=== Übungstext ===

An dieser Fabel ist viel Wahres. Forschungsergebnissen zufolge haben sich Zeichnung und Färbung der Großkatzen im Laufe der Evolutionsgeschichte herausgebildet, um sich in ihrer Tarnung an ihren Lebensraum anzupassen. In seinem von Bäumen geprägten Habitat kann der Leopard besser im Spiel von Licht und Schatten untertauchen, wenn er Flecken hat.

Auch viele andere interessante Fakten über Leoparden gehören nicht zum Allgemeinwissen.

=== Die Daten ===

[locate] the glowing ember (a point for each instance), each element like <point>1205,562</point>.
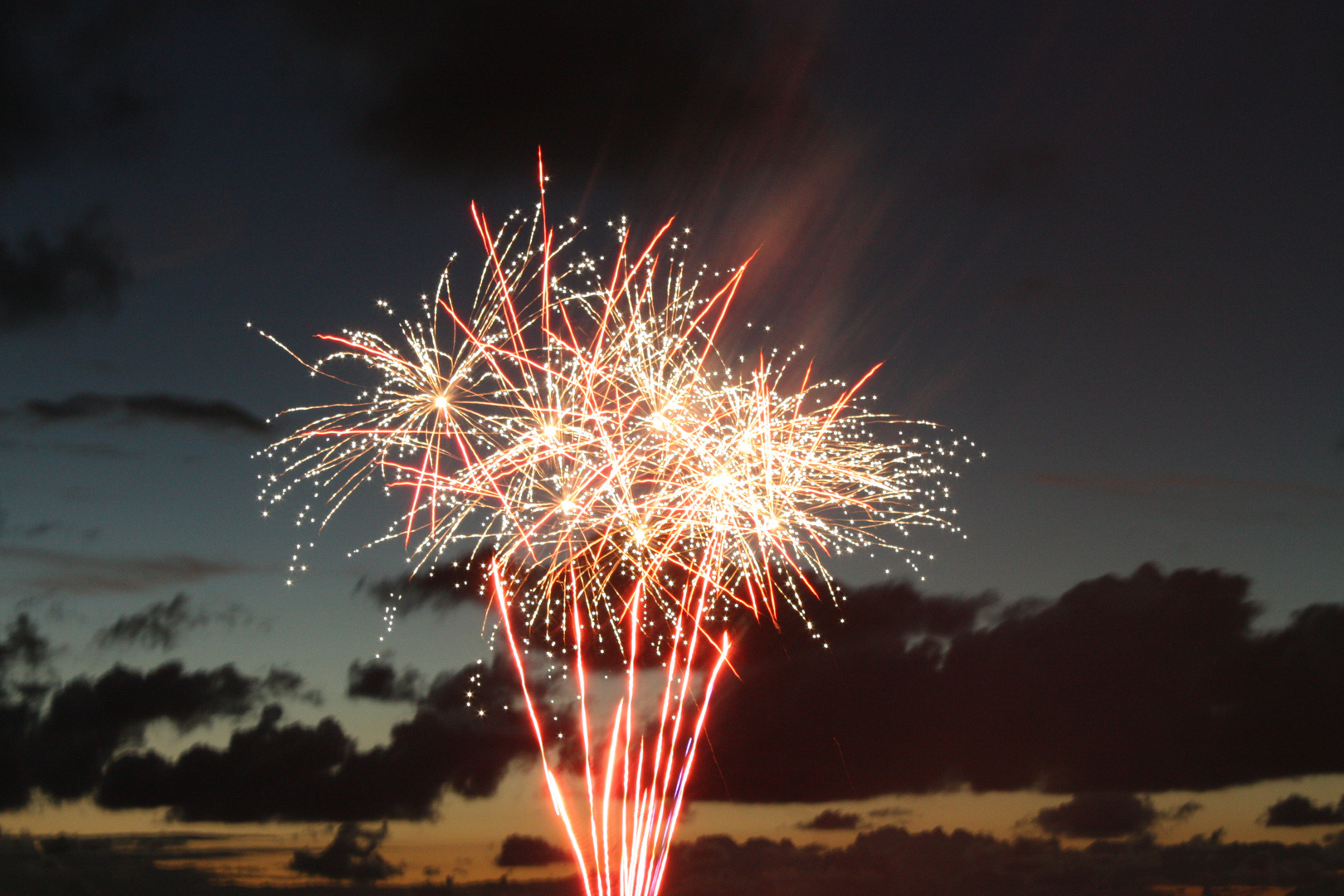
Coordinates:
<point>632,485</point>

===

Aufgabe:
Gib aus dem Übungstext über Leoparden alles von „An dieser Fabel“ bis hin zu „nicht zum Allgemeinwissen.“ wortgetreu wieder.

Aufgabenergebnis:
An dieser Fabel ist viel Wahres. Forschungsergebnissen zufolge haben sich Zeichnung und Färbung der Großkatzen im Laufe der Evolutionsgeschichte herausgebildet, um sich in ihrer Tarnung an ihren Lebensraum anzupassen. In seinem von Bäumen geprägten Habitat kann der Leopard besser im Spiel von Licht und Schatten untertauchen, wenn er Flecken hat.

Auch viele andere interessante Fakten über Leoparden gehören nicht zum Allgemeinwissen.